## Requirement 1
Find every line in the listing below that contains the string "beige" and copy each one.

## Extract
Senator JESSOP(8.09) —I rise to discuss the Sales Tax (Nos 1 to 9) Amendment Bills and the Sales Tax (Exemptions and Classifications) Amendment Bill. I intend to devote my time to dealing with the 10 per cent tax on wine, because the imposition of that tax will have a very serious effect on a major industry in South Australia and other States that are emerging as wine producing States; Tasmania and Western Australia are developing an industry that is valuable and producing some very good wines.


Senator Peter Rae —Henschke and Piper's Brook are excellent.

(Entries from a collection)
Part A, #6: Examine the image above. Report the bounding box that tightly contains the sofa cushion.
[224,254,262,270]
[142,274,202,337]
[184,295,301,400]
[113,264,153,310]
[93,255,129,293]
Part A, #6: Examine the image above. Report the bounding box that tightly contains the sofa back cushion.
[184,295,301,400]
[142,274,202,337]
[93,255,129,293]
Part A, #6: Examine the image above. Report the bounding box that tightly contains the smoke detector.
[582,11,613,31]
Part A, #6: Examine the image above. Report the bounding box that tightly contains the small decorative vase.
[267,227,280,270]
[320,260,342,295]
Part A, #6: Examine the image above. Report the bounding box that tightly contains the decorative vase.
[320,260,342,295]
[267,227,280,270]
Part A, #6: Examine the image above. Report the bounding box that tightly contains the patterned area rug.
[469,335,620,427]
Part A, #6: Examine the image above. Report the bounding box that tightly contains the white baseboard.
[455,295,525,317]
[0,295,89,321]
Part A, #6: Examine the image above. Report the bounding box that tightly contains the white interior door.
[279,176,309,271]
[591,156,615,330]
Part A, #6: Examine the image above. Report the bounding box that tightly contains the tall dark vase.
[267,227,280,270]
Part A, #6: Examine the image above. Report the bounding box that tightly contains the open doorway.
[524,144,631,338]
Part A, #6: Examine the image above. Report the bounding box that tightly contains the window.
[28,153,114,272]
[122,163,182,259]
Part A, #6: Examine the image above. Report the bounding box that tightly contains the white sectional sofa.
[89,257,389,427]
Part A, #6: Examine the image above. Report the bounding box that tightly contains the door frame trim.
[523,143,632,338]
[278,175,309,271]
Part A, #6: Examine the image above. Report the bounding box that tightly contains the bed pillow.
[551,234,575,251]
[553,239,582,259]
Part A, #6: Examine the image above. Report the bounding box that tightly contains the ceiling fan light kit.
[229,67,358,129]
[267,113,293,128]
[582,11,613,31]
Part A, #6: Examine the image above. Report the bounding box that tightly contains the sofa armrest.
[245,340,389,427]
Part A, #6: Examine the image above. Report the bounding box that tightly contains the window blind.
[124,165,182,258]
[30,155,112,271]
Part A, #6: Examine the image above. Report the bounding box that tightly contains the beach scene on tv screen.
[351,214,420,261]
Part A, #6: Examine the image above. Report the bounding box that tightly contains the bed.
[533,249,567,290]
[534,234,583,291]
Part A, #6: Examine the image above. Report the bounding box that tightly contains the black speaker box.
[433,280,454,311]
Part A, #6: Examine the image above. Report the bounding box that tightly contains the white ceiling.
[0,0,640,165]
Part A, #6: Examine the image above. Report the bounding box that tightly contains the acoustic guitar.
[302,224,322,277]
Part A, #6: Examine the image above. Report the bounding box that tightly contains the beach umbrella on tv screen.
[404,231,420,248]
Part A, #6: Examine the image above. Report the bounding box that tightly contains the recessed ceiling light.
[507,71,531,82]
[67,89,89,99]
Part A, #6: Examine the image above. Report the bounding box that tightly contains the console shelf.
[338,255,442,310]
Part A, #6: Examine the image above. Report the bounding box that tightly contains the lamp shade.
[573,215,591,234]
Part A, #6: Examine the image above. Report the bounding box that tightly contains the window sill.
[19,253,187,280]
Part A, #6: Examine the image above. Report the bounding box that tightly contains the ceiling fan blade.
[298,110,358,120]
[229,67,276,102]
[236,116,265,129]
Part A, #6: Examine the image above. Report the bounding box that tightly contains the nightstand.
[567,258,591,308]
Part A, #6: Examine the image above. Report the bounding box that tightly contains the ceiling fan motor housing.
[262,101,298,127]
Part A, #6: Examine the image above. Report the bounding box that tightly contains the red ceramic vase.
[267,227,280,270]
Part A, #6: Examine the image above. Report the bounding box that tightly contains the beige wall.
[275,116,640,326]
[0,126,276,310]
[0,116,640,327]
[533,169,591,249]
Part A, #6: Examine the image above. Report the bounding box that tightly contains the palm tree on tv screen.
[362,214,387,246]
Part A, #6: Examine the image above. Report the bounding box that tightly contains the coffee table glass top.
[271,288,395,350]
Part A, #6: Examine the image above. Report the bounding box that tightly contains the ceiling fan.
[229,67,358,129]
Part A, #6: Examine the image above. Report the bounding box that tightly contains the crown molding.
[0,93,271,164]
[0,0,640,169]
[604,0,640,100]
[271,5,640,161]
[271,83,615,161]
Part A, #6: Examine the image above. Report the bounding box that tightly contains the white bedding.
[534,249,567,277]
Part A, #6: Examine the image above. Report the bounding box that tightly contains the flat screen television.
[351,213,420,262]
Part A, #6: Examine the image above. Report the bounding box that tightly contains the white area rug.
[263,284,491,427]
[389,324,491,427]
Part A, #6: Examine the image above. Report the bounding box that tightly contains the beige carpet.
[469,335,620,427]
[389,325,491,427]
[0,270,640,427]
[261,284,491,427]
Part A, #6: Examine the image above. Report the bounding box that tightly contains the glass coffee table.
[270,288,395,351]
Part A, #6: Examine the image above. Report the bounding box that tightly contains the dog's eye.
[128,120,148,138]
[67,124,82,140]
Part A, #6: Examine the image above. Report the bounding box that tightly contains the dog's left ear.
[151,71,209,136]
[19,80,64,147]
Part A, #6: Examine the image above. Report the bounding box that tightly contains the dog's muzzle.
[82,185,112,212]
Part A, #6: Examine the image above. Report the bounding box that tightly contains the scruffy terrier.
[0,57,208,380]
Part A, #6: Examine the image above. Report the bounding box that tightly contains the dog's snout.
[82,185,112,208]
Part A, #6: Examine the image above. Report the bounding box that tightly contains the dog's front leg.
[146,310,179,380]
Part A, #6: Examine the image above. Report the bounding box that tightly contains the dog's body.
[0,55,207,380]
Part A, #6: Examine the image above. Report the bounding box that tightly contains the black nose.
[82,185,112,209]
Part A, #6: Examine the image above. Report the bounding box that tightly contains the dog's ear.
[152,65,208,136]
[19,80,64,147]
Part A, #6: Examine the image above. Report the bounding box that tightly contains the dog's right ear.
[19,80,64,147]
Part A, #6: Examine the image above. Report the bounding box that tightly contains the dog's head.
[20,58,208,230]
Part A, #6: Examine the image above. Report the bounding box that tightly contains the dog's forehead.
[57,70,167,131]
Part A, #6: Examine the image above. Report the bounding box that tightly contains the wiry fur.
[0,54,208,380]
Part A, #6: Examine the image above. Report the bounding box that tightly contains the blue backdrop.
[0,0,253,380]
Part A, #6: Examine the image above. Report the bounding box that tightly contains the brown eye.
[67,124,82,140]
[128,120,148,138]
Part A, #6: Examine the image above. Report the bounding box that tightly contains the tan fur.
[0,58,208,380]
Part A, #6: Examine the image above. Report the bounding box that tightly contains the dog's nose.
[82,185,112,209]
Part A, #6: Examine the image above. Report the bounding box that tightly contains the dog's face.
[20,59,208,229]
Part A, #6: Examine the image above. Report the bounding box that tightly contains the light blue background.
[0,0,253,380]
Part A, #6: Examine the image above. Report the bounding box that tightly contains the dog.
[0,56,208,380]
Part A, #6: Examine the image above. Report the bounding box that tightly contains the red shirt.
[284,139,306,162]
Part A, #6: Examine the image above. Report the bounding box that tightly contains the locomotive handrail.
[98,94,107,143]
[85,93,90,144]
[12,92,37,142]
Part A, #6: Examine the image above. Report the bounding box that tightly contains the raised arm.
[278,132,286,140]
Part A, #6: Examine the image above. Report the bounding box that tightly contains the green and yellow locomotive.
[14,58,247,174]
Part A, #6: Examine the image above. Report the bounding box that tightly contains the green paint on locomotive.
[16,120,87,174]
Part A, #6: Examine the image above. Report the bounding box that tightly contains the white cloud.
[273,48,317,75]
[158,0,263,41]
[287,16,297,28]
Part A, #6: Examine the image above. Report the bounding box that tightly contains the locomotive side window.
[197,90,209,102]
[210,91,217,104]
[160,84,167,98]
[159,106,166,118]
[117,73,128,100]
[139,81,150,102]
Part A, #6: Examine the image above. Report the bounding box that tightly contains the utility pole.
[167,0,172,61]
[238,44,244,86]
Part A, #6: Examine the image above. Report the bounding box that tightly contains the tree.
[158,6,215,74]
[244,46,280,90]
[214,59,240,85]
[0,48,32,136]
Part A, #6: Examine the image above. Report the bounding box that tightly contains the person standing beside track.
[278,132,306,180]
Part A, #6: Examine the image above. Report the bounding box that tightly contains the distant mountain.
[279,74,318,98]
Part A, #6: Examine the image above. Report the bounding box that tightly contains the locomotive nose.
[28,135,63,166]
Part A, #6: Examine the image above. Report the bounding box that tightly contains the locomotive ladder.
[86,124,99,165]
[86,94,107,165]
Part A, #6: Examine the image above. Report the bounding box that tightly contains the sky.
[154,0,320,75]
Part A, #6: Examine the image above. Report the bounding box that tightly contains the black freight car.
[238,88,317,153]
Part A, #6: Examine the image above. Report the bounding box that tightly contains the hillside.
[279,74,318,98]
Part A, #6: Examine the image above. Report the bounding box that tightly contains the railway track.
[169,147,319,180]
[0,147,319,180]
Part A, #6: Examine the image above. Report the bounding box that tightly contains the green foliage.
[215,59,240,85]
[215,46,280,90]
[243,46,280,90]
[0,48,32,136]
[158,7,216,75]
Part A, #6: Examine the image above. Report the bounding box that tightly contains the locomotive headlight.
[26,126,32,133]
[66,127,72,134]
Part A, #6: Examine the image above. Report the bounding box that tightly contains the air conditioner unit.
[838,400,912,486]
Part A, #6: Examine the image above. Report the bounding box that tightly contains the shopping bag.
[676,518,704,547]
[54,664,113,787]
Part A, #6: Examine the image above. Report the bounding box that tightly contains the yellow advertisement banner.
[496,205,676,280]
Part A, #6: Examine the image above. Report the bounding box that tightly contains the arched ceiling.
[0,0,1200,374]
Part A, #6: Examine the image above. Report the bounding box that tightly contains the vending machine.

## Requirement 2
Answer these questions on the sales tax speech above:
(a) What rate of tax on wine does Senator Jessop plan to discuss?
(b) Which two States does he name as developing a wine industry?
(c) Which two names does Senator Peter Rae call excellent?

## Correct response 1
Part A, #6: Examine the image above. Report the bounding box that tightly contains the beige wall.
Part A, #6: Examine the image above. Report the bounding box that tightly contains the beige carpet.

## Correct response 2
(a) 10 per cent
(b) Tasmania and Western Australia
(c) Henschke and Piper's Brook